— Start of RAW RECORDS —

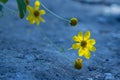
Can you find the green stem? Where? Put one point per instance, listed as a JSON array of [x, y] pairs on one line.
[[54, 13]]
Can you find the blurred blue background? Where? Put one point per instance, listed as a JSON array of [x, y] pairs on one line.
[[26, 53]]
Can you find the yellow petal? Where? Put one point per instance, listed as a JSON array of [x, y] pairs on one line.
[[76, 39], [80, 36], [91, 42], [76, 46], [87, 54], [81, 52], [42, 12], [87, 35], [37, 4], [30, 9], [92, 48], [32, 21], [41, 19]]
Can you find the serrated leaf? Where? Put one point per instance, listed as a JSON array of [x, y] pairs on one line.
[[21, 7], [3, 1]]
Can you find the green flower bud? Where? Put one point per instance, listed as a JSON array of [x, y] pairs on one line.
[[78, 63]]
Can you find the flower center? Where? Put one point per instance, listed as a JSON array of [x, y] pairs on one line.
[[83, 44], [36, 13]]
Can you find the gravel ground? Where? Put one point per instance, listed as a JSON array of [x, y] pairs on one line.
[[27, 53]]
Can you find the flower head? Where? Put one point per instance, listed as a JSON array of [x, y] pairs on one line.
[[78, 63], [34, 15], [84, 44]]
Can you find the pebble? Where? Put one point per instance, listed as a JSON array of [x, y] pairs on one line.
[[109, 76]]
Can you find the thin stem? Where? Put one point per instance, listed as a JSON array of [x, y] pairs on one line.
[[54, 13]]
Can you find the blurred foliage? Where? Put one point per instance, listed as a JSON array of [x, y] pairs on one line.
[[1, 6]]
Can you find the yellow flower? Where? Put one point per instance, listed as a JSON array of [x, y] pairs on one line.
[[84, 44], [73, 21], [35, 14]]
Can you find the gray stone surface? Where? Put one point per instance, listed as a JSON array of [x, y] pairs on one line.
[[26, 53]]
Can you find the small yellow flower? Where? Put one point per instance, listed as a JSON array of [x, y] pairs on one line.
[[78, 63], [84, 44], [35, 14]]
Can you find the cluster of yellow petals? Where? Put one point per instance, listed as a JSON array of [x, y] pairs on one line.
[[84, 44], [34, 15]]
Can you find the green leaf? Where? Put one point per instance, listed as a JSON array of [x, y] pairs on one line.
[[22, 8], [3, 1]]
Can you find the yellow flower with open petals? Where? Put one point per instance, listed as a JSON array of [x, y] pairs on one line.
[[35, 14], [84, 44]]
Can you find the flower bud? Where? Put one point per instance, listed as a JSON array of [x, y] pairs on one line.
[[37, 3], [78, 63], [73, 21]]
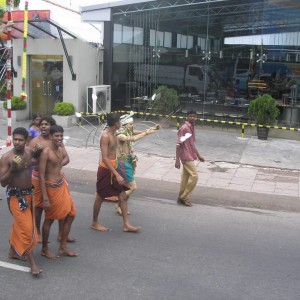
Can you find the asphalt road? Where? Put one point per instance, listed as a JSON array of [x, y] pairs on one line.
[[205, 252]]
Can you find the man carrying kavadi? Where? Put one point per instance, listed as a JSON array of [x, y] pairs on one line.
[[109, 182]]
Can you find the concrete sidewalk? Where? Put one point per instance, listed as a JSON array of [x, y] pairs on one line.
[[224, 175], [233, 163]]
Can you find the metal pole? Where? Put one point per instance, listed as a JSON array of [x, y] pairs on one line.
[[8, 77]]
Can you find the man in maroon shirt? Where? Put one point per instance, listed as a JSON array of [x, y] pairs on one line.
[[186, 152]]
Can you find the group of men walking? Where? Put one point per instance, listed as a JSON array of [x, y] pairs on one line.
[[35, 181]]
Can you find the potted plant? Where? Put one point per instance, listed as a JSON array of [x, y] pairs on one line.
[[18, 108], [64, 113], [165, 103], [264, 111]]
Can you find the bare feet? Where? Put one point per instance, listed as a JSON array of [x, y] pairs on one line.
[[49, 254], [119, 211], [14, 255], [99, 227], [35, 271], [130, 228], [71, 239], [67, 252]]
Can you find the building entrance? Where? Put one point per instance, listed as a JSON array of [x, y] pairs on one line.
[[46, 82]]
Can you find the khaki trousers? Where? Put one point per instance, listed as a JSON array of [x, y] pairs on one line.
[[189, 178]]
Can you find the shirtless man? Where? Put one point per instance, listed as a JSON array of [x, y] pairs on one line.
[[109, 182], [57, 201], [15, 174], [44, 140]]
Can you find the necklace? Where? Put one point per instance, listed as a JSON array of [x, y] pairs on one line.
[[57, 152], [23, 158]]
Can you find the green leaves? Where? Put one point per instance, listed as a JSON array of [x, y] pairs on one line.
[[263, 110]]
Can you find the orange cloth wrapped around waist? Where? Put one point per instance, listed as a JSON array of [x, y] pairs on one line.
[[23, 236], [37, 192], [61, 202], [114, 163]]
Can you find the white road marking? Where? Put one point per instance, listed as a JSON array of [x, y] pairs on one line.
[[14, 267]]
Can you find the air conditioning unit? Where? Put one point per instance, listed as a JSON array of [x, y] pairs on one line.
[[98, 99]]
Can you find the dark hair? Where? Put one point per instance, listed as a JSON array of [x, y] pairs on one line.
[[112, 119], [56, 128], [21, 131], [49, 120], [36, 115], [191, 112]]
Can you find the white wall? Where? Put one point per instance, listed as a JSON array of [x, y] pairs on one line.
[[85, 62]]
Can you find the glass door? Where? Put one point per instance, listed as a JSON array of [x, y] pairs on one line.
[[46, 82]]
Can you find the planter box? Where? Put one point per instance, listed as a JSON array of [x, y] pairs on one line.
[[16, 115], [65, 121]]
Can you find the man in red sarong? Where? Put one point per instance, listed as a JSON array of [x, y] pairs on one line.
[[15, 173], [57, 201], [109, 181]]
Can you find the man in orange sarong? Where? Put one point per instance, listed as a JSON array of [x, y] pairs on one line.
[[45, 141], [109, 181], [57, 201], [15, 173]]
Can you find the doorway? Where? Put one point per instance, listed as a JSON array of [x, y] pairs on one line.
[[46, 82]]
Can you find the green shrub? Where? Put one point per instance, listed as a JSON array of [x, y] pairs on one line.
[[263, 110], [64, 109], [16, 103]]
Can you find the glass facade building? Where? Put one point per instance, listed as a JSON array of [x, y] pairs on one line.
[[218, 54]]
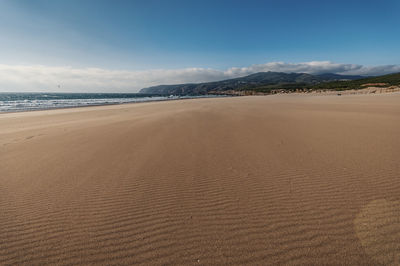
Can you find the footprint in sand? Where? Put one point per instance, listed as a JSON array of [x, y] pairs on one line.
[[378, 228]]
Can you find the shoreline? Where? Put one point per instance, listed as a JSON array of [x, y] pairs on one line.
[[257, 179], [122, 103]]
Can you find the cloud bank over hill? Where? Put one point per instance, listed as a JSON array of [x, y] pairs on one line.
[[37, 78]]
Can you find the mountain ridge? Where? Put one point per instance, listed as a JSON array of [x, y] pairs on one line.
[[248, 82]]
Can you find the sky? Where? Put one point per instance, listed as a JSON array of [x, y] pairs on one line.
[[122, 46]]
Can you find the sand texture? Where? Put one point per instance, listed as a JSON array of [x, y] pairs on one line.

— End of RAW RECORDS —

◆ **WHAT THE TASK REQUIRES**
Lay out the part of the items that opens with the line containing "Can you find the gray" and closes with the line containing "[[109, 182]]" as a Markdown table with the columns Row and Line, one numbered row per line and no blank lines. Leave the pictures out of the table.

◆ **EXPECTED OUTPUT**
| Row | Line |
|---|---|
| 1 | Can you find the gray stone surface? Where? Put one point per instance, listed as a JSON array of [x, y] pairs on one line. |
| 2 | [[26, 53]] |
| 3 | Can you find the small yellow flower? Where? Put one point per instance, listed as a JSON array of [x, y] pairs on one line. |
| 4 | [[78, 63], [84, 44], [35, 14]] |
| 5 | Can you find the cluster of yellow petals? Where? Put one point per instance, listed as a JSON array of [x, y] pairs on one line. |
| 6 | [[84, 44], [34, 15]] |
| 7 | Can you find the green leaf? Where? Put one point per instance, listed as a JSON array of [x, y] pairs on one line. |
| 8 | [[22, 8], [3, 1]] |
| 9 | Can you find the yellow flower with open petals? Where? Put one point per instance, listed as a JSON array of [x, y] pairs on one line. |
| 10 | [[35, 14], [84, 44]] |
| 11 | Can you find the flower bud? Where? Put one point per instance, listed as a JSON array of [x, y] pairs on one line. |
| 12 | [[37, 3], [78, 63], [73, 21]] |
| 13 | Can you find the asphalt road? Where? Put one point per instance, listed as a JSON array of [x, y] pairs on one line. |
| 14 | [[205, 252]] |
| 15 | Can you find the man carrying kavadi? Where? Put one point per instance, listed as a JSON array of [x, y] pairs on one line. |
| 16 | [[109, 182]] |